(Region pointing data)
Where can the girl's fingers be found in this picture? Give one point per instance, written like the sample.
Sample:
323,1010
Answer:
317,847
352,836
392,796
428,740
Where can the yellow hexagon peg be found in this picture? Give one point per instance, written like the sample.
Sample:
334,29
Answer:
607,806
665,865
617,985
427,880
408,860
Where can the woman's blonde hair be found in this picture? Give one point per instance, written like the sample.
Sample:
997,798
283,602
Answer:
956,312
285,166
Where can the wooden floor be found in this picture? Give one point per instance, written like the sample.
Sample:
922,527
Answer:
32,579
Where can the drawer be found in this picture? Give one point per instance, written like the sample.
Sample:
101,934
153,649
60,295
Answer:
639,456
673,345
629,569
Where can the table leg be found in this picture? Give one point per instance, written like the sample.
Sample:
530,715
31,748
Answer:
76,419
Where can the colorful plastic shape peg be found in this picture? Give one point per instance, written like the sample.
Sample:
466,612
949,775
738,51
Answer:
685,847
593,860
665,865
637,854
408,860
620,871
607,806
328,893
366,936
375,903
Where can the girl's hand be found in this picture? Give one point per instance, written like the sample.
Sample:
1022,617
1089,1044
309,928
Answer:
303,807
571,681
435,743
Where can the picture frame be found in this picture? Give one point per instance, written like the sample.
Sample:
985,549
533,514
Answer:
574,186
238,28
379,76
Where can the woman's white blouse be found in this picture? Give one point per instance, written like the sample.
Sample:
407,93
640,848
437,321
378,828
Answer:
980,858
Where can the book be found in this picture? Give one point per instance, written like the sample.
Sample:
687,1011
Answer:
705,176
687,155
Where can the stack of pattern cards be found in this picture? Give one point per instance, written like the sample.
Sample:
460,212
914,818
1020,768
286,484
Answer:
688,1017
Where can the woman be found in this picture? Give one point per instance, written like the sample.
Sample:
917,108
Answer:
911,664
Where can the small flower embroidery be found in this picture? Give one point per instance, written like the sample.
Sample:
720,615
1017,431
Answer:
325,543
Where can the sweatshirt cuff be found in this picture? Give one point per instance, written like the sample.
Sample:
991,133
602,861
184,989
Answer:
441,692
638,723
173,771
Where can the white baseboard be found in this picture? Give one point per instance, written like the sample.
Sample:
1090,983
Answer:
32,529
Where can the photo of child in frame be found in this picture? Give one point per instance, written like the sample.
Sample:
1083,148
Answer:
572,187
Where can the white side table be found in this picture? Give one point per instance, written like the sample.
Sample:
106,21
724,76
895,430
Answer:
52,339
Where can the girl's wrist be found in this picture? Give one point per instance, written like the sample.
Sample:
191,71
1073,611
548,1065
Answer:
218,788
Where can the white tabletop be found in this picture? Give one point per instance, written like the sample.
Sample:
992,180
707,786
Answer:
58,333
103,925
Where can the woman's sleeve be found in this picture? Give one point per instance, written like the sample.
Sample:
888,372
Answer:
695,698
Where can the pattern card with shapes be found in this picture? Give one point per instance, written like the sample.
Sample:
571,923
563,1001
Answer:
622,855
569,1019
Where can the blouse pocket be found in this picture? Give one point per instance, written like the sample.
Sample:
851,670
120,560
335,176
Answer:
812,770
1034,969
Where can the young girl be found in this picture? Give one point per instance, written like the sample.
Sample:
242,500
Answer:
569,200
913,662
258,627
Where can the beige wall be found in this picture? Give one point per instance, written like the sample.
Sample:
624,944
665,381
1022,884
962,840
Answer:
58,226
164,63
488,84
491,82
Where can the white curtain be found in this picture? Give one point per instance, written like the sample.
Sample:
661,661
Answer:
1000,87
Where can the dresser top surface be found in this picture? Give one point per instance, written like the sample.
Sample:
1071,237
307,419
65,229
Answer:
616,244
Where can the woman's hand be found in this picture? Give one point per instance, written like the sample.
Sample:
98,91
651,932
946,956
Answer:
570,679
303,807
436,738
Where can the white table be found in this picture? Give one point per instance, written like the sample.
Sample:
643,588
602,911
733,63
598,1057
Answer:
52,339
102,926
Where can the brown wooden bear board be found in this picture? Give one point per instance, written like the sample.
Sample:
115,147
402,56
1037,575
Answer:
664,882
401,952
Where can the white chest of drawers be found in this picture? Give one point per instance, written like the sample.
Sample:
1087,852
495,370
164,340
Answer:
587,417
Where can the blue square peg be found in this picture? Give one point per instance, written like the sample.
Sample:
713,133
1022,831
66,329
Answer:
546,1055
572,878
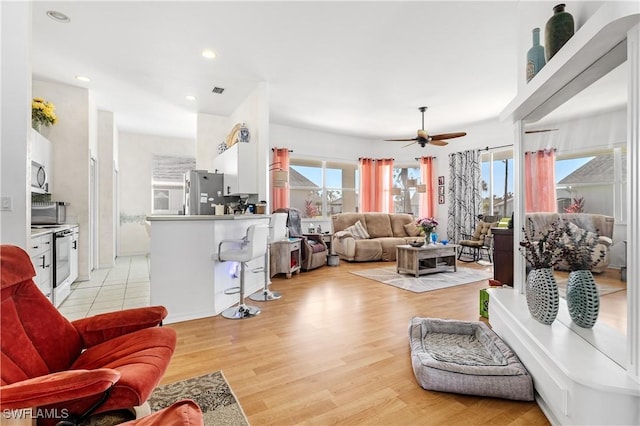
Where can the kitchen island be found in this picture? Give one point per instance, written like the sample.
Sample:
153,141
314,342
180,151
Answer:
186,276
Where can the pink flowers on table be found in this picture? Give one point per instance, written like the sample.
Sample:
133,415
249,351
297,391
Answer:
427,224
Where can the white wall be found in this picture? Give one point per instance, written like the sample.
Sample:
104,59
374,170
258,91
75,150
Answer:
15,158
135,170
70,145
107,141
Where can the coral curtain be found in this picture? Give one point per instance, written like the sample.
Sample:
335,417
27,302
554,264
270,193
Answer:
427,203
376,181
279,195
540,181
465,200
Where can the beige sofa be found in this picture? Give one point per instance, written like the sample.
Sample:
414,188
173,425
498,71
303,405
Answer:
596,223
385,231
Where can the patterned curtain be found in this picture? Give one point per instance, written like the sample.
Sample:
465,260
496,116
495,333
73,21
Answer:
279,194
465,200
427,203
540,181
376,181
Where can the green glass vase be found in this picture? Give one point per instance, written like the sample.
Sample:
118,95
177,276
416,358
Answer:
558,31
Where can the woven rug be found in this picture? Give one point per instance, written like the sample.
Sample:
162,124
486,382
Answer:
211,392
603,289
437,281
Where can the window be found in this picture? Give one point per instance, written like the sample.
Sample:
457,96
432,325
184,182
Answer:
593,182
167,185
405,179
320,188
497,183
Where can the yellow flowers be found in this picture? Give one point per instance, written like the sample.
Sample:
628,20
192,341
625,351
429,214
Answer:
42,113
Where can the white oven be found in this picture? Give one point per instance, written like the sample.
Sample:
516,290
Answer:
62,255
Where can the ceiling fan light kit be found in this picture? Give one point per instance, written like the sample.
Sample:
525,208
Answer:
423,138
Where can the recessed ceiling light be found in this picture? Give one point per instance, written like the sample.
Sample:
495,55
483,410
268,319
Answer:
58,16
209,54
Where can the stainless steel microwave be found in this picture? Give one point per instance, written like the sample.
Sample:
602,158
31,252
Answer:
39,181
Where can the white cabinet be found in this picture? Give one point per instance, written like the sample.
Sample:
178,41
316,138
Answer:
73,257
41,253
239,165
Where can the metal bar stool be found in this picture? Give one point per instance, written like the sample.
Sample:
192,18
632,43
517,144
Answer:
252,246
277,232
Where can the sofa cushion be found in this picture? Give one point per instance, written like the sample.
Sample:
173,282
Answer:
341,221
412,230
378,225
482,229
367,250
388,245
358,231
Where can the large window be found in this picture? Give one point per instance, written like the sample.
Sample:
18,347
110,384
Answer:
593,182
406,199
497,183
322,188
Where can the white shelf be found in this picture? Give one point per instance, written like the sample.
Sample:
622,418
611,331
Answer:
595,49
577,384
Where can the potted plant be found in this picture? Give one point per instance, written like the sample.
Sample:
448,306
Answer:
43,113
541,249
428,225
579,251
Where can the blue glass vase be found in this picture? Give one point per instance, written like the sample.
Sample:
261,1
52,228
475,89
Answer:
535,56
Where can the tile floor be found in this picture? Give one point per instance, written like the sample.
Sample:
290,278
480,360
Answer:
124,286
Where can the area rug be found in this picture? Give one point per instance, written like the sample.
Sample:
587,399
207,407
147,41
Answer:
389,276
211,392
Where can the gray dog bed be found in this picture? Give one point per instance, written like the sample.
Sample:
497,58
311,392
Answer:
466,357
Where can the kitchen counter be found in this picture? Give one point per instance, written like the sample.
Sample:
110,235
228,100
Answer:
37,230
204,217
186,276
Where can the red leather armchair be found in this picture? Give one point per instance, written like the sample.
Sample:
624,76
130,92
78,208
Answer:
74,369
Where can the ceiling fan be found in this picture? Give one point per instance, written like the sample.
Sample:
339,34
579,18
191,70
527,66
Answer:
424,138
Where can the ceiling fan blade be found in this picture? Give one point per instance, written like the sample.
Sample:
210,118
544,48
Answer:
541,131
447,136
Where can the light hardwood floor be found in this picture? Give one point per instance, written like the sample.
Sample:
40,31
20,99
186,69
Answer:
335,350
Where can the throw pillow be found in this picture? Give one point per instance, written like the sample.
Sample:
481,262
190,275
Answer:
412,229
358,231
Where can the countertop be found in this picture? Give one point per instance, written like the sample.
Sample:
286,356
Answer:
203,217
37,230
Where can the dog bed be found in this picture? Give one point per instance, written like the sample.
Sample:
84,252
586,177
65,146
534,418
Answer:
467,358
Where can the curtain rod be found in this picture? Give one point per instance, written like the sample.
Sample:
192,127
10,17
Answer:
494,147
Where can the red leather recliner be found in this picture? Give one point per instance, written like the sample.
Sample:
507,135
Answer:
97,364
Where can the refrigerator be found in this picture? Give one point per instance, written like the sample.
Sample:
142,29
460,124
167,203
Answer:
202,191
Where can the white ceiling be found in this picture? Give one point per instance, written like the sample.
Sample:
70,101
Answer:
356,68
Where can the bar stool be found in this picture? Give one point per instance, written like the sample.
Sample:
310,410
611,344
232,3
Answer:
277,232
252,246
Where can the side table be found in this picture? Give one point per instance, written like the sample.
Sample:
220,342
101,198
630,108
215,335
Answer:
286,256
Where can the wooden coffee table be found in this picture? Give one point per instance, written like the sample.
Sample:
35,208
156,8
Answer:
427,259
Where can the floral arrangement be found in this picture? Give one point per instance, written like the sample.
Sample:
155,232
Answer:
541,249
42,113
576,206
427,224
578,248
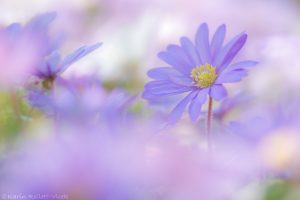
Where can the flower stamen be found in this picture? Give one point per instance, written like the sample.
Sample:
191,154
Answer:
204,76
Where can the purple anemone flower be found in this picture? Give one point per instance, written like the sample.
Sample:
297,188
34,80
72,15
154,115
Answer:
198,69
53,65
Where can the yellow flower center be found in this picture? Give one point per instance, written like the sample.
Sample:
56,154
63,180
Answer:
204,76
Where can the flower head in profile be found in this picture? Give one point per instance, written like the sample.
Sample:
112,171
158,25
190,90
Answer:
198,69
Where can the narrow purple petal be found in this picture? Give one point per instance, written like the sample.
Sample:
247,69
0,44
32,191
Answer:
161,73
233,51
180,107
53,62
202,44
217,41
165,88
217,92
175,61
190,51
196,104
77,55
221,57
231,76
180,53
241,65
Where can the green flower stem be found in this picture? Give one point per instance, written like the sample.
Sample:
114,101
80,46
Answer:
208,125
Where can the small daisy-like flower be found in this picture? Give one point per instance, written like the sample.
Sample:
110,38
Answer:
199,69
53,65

> [Task requirements]:
Look through the entries and return each line that has the word "vase" in it.

> [Your solution]:
Where can the green glass vase be found in this picture? Give one point per instance, written like the sample.
Where can the blue glass vase be found in this picture? Give one point per instance, written like the sample.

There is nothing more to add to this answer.